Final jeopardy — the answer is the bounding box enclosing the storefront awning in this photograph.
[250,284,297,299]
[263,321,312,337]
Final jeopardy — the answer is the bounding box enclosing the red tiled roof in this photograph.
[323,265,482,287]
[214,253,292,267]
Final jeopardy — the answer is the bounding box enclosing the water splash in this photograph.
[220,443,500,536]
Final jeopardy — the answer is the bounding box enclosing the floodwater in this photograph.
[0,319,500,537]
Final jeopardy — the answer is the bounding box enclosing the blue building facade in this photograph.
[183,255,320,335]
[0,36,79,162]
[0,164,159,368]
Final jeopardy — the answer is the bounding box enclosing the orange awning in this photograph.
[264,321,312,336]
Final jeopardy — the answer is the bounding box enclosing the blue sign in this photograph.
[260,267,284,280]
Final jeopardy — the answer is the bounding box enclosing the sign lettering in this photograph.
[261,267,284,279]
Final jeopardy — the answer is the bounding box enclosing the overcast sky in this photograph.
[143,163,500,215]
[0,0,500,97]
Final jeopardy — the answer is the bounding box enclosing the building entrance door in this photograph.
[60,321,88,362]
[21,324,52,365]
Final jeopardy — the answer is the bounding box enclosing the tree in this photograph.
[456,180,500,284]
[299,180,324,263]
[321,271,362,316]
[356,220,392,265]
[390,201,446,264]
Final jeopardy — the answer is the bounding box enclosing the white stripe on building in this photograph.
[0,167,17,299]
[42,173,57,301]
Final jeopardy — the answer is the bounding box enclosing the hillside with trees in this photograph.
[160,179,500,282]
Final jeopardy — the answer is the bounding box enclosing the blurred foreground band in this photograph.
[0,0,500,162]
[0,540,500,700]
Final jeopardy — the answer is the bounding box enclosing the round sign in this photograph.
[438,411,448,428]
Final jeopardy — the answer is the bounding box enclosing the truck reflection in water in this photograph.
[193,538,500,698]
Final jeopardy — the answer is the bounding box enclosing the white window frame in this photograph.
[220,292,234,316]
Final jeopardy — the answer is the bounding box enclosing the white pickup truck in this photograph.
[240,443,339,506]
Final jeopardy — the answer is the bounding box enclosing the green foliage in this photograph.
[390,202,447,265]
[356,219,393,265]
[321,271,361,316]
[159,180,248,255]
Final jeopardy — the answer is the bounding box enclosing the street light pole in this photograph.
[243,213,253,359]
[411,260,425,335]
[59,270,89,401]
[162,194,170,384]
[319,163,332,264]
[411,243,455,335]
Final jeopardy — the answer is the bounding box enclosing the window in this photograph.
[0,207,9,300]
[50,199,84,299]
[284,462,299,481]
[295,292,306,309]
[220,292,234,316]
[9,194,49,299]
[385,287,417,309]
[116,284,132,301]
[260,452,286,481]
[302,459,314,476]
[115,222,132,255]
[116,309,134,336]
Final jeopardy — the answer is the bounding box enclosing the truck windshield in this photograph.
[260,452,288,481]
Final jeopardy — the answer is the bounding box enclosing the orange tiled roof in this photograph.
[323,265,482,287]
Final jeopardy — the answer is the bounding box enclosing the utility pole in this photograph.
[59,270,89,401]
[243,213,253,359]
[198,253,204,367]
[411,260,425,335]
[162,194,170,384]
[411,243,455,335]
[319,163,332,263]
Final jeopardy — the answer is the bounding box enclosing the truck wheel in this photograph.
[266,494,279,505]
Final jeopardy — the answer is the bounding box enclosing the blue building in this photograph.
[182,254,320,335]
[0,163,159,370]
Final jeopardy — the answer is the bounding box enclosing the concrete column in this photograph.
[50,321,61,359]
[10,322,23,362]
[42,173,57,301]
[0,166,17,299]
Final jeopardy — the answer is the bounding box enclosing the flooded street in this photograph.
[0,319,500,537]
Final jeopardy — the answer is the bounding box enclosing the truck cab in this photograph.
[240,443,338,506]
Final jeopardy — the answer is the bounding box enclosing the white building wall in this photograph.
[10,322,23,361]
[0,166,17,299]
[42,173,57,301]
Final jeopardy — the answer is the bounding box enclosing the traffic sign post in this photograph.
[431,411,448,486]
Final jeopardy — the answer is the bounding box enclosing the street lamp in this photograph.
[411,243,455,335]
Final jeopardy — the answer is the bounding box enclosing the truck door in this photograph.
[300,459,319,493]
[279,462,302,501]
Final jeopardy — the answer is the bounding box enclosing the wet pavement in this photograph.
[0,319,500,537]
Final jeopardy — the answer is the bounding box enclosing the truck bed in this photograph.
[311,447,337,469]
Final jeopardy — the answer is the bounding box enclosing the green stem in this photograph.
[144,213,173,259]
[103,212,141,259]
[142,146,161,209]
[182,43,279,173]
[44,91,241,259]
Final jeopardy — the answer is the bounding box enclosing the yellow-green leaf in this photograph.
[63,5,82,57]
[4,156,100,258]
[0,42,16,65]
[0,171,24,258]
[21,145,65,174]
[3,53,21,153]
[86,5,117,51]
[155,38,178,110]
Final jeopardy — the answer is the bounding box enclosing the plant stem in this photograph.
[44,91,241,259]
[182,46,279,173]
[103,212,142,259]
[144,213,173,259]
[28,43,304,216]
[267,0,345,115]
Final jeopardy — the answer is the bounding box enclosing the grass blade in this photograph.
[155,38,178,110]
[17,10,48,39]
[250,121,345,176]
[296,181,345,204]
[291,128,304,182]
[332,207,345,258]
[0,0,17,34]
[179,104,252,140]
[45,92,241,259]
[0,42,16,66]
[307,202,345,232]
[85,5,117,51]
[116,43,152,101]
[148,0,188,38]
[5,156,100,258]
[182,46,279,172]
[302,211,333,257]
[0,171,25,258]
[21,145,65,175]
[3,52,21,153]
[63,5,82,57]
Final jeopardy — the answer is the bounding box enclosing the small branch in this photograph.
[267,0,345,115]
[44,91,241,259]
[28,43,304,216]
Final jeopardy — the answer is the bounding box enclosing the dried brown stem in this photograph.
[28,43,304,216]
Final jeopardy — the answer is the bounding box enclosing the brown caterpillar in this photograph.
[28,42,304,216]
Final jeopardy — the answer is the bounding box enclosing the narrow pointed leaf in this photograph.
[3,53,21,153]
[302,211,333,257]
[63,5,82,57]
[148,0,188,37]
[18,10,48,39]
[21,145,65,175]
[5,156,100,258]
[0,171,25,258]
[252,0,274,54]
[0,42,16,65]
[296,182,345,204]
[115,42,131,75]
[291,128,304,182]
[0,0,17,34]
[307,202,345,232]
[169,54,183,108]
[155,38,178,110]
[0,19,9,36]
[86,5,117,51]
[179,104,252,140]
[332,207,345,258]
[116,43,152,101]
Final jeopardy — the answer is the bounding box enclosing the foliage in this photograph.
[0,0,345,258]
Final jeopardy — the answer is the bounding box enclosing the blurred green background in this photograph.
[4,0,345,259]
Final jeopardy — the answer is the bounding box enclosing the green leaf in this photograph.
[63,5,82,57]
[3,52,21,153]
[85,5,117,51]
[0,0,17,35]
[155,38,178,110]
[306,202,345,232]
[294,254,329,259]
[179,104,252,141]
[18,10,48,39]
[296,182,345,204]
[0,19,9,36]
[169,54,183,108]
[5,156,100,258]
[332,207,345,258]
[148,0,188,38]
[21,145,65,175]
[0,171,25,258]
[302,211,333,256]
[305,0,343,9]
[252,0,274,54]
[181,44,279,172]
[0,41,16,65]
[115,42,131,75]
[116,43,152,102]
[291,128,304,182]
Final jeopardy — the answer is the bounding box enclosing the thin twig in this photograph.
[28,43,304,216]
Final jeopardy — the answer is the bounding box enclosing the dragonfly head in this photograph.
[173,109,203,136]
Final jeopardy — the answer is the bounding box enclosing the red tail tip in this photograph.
+===+
Please reproduce all of the records above, switching every "Final jeopardy" to "Trivia round" and leaving everything else unchanged.

[Answer to the exercise]
Trivia round — the answer is the bounding box enclosing the storefront awning in this photograph.
[250,284,297,299]
[263,321,312,337]
Trivia round — the answer is the bounding box enclosing the red tiled roof in this photograph.
[323,265,482,287]
[214,253,292,267]
Trivia round — the answer is the bounding box enclosing the water splash in this photograph.
[220,443,500,536]
Trivia round — the answer is the bounding box enclosing the floodwater in this photograph.
[0,319,500,537]
Trivia round — the answer is the bounding box enclosing the blue building facade in this photograph.
[183,255,320,335]
[0,36,79,162]
[0,164,159,368]
Trivia round — the answer is the bounding box enclosing the orange awning in this photograph.
[264,321,312,336]
Trivia round — the answer is the bounding box enclosing the blue sign in this photograph.
[260,267,284,280]
Trivia round — the answer is the bounding box enclosing the sign lettering in this photograph.
[261,267,284,279]
Trivia round — the answer is the bounding box enclosing the overcast sky in this photograph.
[143,163,500,215]
[0,0,500,97]
Trivia round — the answer is the bounding box enclosing the building entrance door in this photograph.
[60,321,88,362]
[21,324,52,365]
Trivia round — the answer is the bounding box enclosing the tree in this photograph.
[456,180,500,284]
[299,180,324,263]
[321,271,362,316]
[356,220,392,265]
[390,201,446,264]
Trivia round — the answer is the bounding box enclosing the white stripe on building in this photograph.
[0,167,17,299]
[42,173,57,301]
Trivia round — the answer is the bounding box enclosing the hillside with trees in this photograph.
[160,179,500,282]
Trivia round — the answer is the bounding box enclosing the blurred foreground band in this photograph.
[0,0,500,162]
[0,540,500,700]
Trivia round — the answer is the bounding box enclosing the round sign in this photograph.
[438,411,448,428]
Trivia round — the answer is the bounding box enclosing the truck reflection in water in this photograph.
[193,538,500,698]
Trivia round — the answer is the bounding box enclosing the white window frame in this photograph.
[220,292,234,316]
Trivia round — the answer is the bounding box enclosing the white pickup truck in this photograph.
[240,443,339,506]
Trivia round — the answer is the bounding box enclosing the green foliage in this photograph.
[390,202,447,265]
[356,219,393,265]
[321,271,361,316]
[159,180,248,255]
Trivia round — the answer is the bounding box enclosing the street light pole in this photograph.
[243,213,253,359]
[411,260,425,335]
[59,270,89,401]
[162,194,170,384]
[319,163,332,264]
[411,243,455,335]
Trivia round — the answer is the bounding box enclosing the window in this photograph.
[0,207,9,300]
[50,199,84,299]
[284,462,299,481]
[295,292,306,309]
[220,292,234,316]
[9,194,49,299]
[385,287,417,309]
[116,284,132,301]
[260,452,286,481]
[302,459,314,476]
[115,222,132,255]
[116,309,134,336]
Trivia round — the answer is the bounding box enclosing the truck windshield in this photograph.
[260,452,288,481]
Trivia round — the answer is the bounding box enclosing the orange tiled roof in this photograph.
[323,265,482,287]
Trivia round — the answer is the bounding box enclosing the utility pole in this photograph.
[59,270,89,401]
[243,213,253,359]
[198,253,204,367]
[411,260,425,335]
[162,194,170,384]
[411,243,455,335]
[319,163,332,263]
Trivia round — the answer is the bounding box enclosing the truck wheel in this photograph.
[266,494,279,505]
Trivia round — the answer is the bounding box enclosing the blue building in this photograph.
[182,254,320,335]
[0,163,159,370]
Trivia round — the answer is the bounding box enclosing the concrete column in this photograph.
[50,321,61,359]
[10,322,23,362]
[42,173,57,301]
[0,166,17,299]
Trivia round — the answer is the bounding box enclosing the flooded street in this photograph.
[0,319,500,537]
Trivia round — the answer is the bounding box enclosing the truck cab in this photograph.
[240,443,338,506]
Trivia round — the answer is the bounding box enclosing the white building wall in this photograph.
[10,322,23,361]
[0,166,17,299]
[42,173,57,301]
Trivia round — the answer is the bounding box enclosing the traffic sign post in this photograph.
[431,411,448,486]
Trivia round — the answer is the bounding box enclosing the street lamp in this photograph.
[411,243,455,335]
Trivia round — the answer is the bounding box enclosing the truck door in this photograph.
[300,459,319,493]
[279,462,302,501]
Trivia round — the answer is the bounding box enclosing the wet pavement in this photograph.
[0,319,500,537]
Trivia round — the answer is the bounding box enclosing the truck bed in this photograph.
[311,447,337,469]
Trivia round — the answer is the bounding box enclosing the green stem in this photograph.
[144,213,173,259]
[103,212,141,259]
[142,146,161,209]
[182,43,279,173]
[44,91,241,259]
Trivia round — the answer is the bounding box enclosing the yellow-green leaf in this photograph.
[63,5,82,57]
[4,156,100,258]
[0,42,16,65]
[0,171,24,258]
[21,145,65,174]
[3,53,21,153]
[86,5,117,51]
[155,38,178,110]
Trivia round — the answer is the bounding box enclosing the plant stem in this photograph.
[44,91,241,259]
[182,46,279,173]
[103,212,142,259]
[144,213,173,259]
[28,43,304,216]
[267,0,345,115]
Trivia round — the answer is the bounding box enclosing the grass blade in this photograph.
[155,38,178,110]
[17,10,48,39]
[250,121,345,176]
[296,181,345,204]
[291,128,304,182]
[332,207,345,258]
[0,0,17,34]
[179,104,252,140]
[45,92,241,259]
[0,42,16,66]
[307,202,345,232]
[85,5,117,51]
[116,43,152,101]
[148,0,188,38]
[5,156,100,258]
[182,46,279,172]
[302,211,333,257]
[0,171,25,258]
[21,145,65,175]
[3,52,21,153]
[63,5,82,57]
Trivia round — the answer is the bounding box enclosing the small branch in this photograph.
[267,0,345,115]
[44,91,241,259]
[28,43,304,216]
Trivia round — the answer is the bounding box enclosing the dried brown stem in this photograph.
[28,43,304,216]
Trivia round — the answer is the bounding box enclosing the brown caterpillar in this photograph.
[28,42,304,216]
Trivia round — the answer is the bounding box enclosing the narrow pointed leaf in this photograph.
[3,53,21,153]
[302,211,333,257]
[63,5,82,57]
[148,0,188,37]
[18,10,48,39]
[21,145,65,175]
[5,156,100,258]
[0,171,25,258]
[252,0,274,54]
[0,42,16,65]
[296,182,345,204]
[115,42,131,75]
[291,128,304,182]
[0,0,17,34]
[307,202,345,232]
[169,54,183,108]
[155,38,178,110]
[0,19,9,36]
[86,5,117,51]
[179,104,252,140]
[332,207,345,258]
[116,43,152,101]
Trivia round — the answer is the bounding box enclosing the foliage in this photograph.
[0,0,345,258]
Trivia round — the answer is the bounding box enclosing the blurred green background in this photograph.
[4,0,345,259]
Trivia round — the answer is the bounding box enclosing the green leaf in this photograph.
[63,5,82,57]
[3,52,21,153]
[85,5,117,51]
[0,0,17,35]
[155,38,178,110]
[306,202,345,232]
[294,254,329,259]
[179,104,252,141]
[18,10,48,39]
[296,182,345,204]
[0,19,9,36]
[169,54,183,108]
[5,156,100,258]
[332,207,345,258]
[148,0,188,38]
[21,145,65,175]
[0,171,25,258]
[302,211,333,256]
[305,0,343,9]
[252,0,274,54]
[181,44,279,172]
[0,41,16,65]
[115,42,131,75]
[116,43,152,102]
[291,128,304,182]
Trivia round — the answer is the bounding box enclosing the thin twig in this photograph.
[28,43,304,216]
Trivia round — the answer is the bounding box enclosing the dragonfly head in this photograph.
[173,109,203,136]
Trivia round — the answer is the bounding box enclosing the red tail tip in this photograph.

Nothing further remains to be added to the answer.